» STATED PROBLEM
Copy out everything from the start of the entries down to the line containing "top-left (109, 169), bottom-right (570, 652)", switching "lion's face" to "lion's mane" and leaving all else unchanged.

» Stored entries
-------------------------

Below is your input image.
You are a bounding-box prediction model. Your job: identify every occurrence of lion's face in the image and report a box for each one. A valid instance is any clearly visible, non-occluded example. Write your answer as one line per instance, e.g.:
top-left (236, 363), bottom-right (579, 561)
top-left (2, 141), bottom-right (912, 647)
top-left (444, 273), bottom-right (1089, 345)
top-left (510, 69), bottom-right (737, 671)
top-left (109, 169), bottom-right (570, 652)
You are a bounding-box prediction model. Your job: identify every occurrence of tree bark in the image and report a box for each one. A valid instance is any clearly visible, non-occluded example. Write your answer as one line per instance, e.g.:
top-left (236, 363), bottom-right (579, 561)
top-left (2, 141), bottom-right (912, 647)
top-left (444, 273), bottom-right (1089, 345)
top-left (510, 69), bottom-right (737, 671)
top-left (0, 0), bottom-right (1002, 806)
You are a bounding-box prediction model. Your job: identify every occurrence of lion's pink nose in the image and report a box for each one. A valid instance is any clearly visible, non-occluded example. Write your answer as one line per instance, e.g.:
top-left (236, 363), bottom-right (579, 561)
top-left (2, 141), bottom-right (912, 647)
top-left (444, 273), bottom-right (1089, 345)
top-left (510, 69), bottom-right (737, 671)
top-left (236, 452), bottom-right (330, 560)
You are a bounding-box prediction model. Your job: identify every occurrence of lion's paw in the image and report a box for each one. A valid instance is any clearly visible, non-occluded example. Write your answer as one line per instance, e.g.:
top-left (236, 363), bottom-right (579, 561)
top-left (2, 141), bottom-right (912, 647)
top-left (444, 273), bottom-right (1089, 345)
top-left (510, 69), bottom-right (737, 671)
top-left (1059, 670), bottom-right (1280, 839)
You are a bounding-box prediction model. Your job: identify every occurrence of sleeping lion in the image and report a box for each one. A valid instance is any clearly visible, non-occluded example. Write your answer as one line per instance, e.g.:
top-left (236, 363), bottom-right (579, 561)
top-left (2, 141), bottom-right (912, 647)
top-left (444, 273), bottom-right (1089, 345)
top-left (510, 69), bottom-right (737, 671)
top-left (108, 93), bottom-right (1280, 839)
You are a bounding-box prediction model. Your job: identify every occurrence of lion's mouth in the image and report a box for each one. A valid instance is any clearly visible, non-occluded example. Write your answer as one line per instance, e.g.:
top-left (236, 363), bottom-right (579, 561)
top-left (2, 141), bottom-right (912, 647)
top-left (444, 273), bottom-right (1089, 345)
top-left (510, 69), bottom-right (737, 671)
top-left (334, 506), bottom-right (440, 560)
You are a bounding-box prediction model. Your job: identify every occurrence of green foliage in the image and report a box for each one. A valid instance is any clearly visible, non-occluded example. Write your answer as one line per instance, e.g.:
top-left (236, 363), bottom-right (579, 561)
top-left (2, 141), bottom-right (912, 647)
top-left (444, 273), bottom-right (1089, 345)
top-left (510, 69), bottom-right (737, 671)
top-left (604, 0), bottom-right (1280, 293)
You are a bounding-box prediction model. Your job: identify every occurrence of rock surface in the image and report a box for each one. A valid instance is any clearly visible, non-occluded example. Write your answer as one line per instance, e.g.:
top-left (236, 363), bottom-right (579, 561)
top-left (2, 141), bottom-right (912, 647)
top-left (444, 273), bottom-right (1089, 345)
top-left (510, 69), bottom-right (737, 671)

-------------------------

» REPLY TO THE TASK
Below is your input image.
You are a bounding-box prediction model. Your job: identify every occurrence of lion's mane in the image and report a box for each one. A valid instance is any clearly visible, non-occluded example. Write your answer as one line per instance, e.g.:
top-left (236, 363), bottom-right (579, 561)
top-left (2, 141), bottom-right (912, 647)
top-left (444, 273), bottom-right (1089, 345)
top-left (510, 69), bottom-right (737, 671)
top-left (109, 169), bottom-right (570, 652)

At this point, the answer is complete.